Work required => The answer must be an exact copy of the entries below, with no images in it.

(Items from a data source)
════════════════

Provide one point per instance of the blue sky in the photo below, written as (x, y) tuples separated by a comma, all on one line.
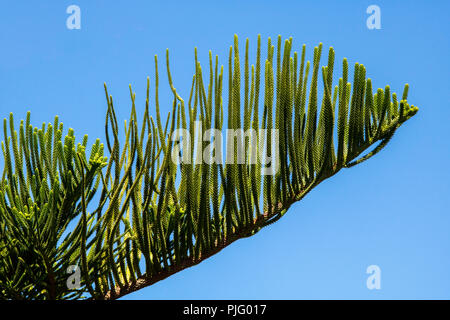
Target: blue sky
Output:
[(391, 211)]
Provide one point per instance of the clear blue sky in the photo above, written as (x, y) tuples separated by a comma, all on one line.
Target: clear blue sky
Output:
[(391, 211)]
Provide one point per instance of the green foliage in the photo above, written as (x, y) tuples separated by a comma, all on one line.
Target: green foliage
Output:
[(45, 180), (153, 217)]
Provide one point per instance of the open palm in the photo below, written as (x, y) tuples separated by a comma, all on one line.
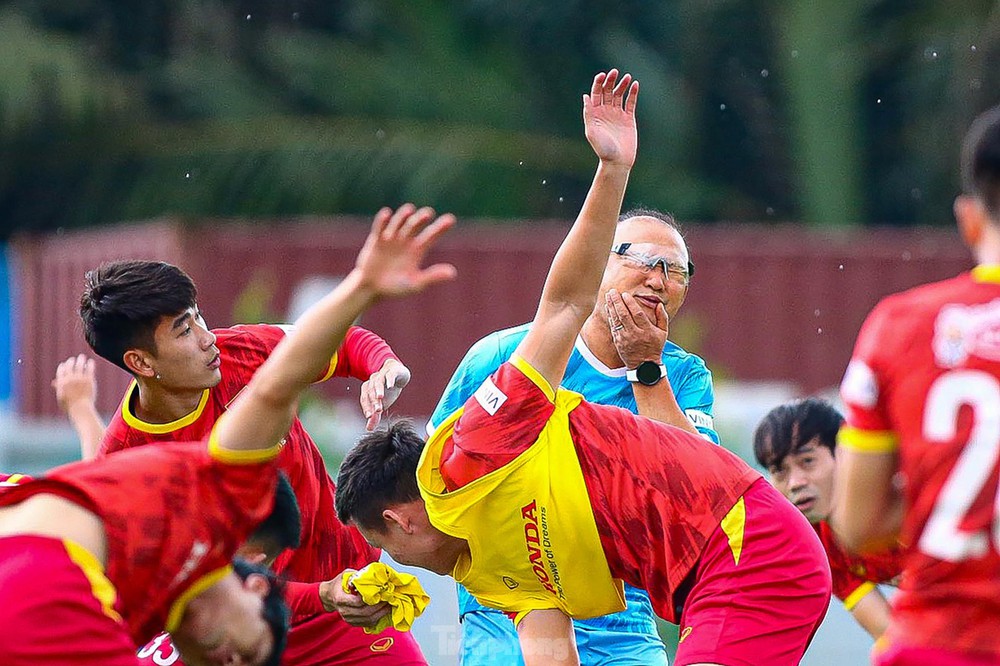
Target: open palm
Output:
[(389, 262), (609, 117)]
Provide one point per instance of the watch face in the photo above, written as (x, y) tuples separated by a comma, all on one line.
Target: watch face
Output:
[(648, 373)]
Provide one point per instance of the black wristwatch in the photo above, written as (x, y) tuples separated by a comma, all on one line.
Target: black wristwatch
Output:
[(647, 373)]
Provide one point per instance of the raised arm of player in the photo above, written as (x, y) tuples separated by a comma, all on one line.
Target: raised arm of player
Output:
[(388, 266), (571, 287), (76, 392)]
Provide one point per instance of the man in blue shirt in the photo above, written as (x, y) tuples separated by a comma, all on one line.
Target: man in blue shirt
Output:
[(621, 358)]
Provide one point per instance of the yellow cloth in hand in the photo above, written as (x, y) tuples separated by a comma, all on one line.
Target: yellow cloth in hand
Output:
[(379, 582)]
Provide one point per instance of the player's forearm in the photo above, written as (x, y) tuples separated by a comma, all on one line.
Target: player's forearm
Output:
[(578, 266), (319, 332), (872, 613), (263, 414), (657, 402), (868, 509)]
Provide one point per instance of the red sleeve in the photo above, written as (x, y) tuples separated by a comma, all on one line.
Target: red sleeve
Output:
[(501, 420), (361, 354), (303, 598)]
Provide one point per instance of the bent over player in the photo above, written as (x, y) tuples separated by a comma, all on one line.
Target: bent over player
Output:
[(541, 503), (143, 316), (100, 555)]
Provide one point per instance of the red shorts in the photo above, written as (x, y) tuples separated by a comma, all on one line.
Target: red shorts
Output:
[(766, 608), (325, 640), (903, 655), (49, 614)]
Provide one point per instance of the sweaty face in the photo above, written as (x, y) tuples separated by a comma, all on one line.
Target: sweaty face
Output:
[(805, 478), (186, 356), (650, 238), (229, 628)]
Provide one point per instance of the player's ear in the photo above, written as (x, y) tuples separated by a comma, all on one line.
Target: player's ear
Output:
[(139, 363), (396, 518), (257, 584)]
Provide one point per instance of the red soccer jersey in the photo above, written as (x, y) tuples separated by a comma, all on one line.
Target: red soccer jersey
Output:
[(924, 381), (328, 547), (854, 576), (657, 492), (173, 515)]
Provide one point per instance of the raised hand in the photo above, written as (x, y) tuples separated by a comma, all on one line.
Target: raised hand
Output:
[(609, 117), (389, 262), (382, 389), (74, 382)]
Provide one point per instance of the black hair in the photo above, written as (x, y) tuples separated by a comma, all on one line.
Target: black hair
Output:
[(789, 427), (981, 161), (283, 526), (666, 218), (276, 612), (123, 302), (379, 471)]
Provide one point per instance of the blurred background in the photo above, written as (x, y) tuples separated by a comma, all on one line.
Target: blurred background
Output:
[(809, 148)]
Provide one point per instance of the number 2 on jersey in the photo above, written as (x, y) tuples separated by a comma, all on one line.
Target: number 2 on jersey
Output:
[(942, 537)]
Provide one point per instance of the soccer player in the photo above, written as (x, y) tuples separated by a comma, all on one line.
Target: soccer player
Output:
[(164, 521), (645, 282), (917, 457), (143, 317), (796, 443), (541, 503)]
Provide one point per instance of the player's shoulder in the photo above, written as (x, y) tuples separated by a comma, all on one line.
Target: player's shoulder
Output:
[(924, 297), (242, 333), (498, 344)]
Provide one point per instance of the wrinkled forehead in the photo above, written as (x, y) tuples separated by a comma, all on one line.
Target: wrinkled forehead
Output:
[(673, 252), (652, 237)]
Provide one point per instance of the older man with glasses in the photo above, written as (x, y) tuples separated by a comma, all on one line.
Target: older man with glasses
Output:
[(621, 358)]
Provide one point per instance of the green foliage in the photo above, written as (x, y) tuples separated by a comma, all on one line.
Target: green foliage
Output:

════════════════

Result of the task =>
Provide one point per instance of the blue sky in the photo below, written as (x, y) tuples separated by a comma, all on one line.
Target: blue sky
Output:
[(391, 211)]
Provide one point per instance of the clear blue sky in the photo above, written as (x, y) tuples separated by a comma, all on one line.
Target: clear blue sky
Output:
[(391, 211)]
Provide one point per instance of the green foliage in the photo above, written as (x, y) tuples separated by a comma, all on one line.
Target: green foliage
Output:
[(45, 180), (153, 217)]
Provide one point per instance of the open palm in the photo below, written as (x, y) tuples separated by a comma, all on one line.
Target: open palm
Output:
[(389, 262), (609, 117)]
Provide one point per instance of the watch face in the photo above, written as (x, y) tuples separated by a comma, all on one line.
Target: watch face
Output:
[(648, 373)]
Provide one point per instance of the black wristwatch in the photo above, written as (x, y) tuples separated by a comma, all on one line.
Target: black wristwatch
Output:
[(647, 373)]
Provide one point per instance of the raised arm of player in the photo above, written as (x, y) tuples separated by a comma, all on one line.
Target: raised arm of player
Output:
[(388, 266), (571, 287), (76, 392)]
Provide one point per instance of the man in blue shirt in the photo above, written as (x, y) tuples separated by a comma, all on one line.
Target: man in blue shirt
Output:
[(621, 358)]
Provide one point per instance of the yellow cloth in hand in the photo above, written as (x, y) tuples separated by a comma, all on one line.
Target: yellow cloth in hand
Output:
[(379, 582)]
Provide one point per instance of the player's forearm in the photo above, written as (x, y) tuples separated by a comma, all on one line.
Target: player's forearm
Output:
[(578, 266), (319, 332), (872, 613), (263, 414), (657, 402), (868, 509)]
Provide one point per instance of the red sleeve in the photo above, written as (x, y) tuples separated by a comma, all on one line.
Target: red sleeve
Output:
[(501, 420), (361, 354), (303, 598)]
Provide one point per instance of the bent over player in the photo above, written as (x, y) tuples separated by a comma, all on one line.
Target: bent over player
Output:
[(541, 503), (143, 316), (100, 555)]
Provide one point per instance of the red shorts in the photo above, written as (x, y) tuples separated by a comma, all on one line.
Target: red shorts
Output:
[(766, 608), (325, 640), (903, 655), (49, 614)]
Provide one point per instance of the sweaty face in the photo above, written as (x, y) tuples separated by a comma, all on one line.
Target: sweaty face
Output:
[(805, 478), (186, 356), (650, 238), (229, 628)]
Provide one point per instance of the player's ear in the photo above, written as (x, y) tuples separated by a comma, all on one line.
Target: player's ear
Output:
[(139, 363), (396, 518), (257, 584)]
Provide one point per instance of the red soccer jersey in the photo above, written as (x, y) tuples separated by a comma, all on one line.
Target: red soccer jersey
Output:
[(924, 381), (328, 547), (854, 576), (657, 492), (173, 515)]
Provide one point per instance of the raised hand in the photo above, written as (x, y) tuples separated by a comma, all on one line.
Target: raised hand
Output:
[(609, 117), (389, 262), (382, 389), (74, 382)]
Provide one point per instance of the black hair in the photo above, written as (x, y) tuples separated by a comma, all on one line.
Target: black hair
Output:
[(789, 427), (981, 161), (283, 526), (666, 218), (276, 612), (123, 302), (379, 471)]
Provide one point per instance of the blurred background in the photo above, written as (x, y) tuples separated by a comma, all on one line.
Target: blurred background
Output:
[(809, 148)]
Provide one point per instance of the number 2 on jersey in the photo above, written as (x, y) tuples separated by a comma, all on one line.
Target: number 2 on jersey
Output:
[(942, 537)]
Provide one point per instance of the soccer player in the photo above, written as (x, y) tuples separated by a comma, all on one line.
Target: soccer player
Output:
[(164, 521), (645, 282), (917, 457), (143, 317), (796, 443), (541, 503)]
Provide one point per instance of the player's shoulder in the photo above, written as (x, y) tuples separated by a comma, all on one line.
Target: player's shoulder
Output:
[(924, 297), (242, 333), (498, 344)]
Provide one point per instance of the wrinkled forehead in the photo above, written as (x, y) tuples separated by a comma, all on one line.
Target: wrinkled forehead
Output:
[(673, 252), (652, 237)]
Provide one point per instance of the older man with glasses in the photo above, written as (x, y) tuples separated by a comma, all on one line.
Target: older man with glasses
Output:
[(621, 358)]
Provide one point per instance of the green foliage in the photo above, written as (x, y) tuples separated by a comma, all on one line.
Target: green foliage
Output:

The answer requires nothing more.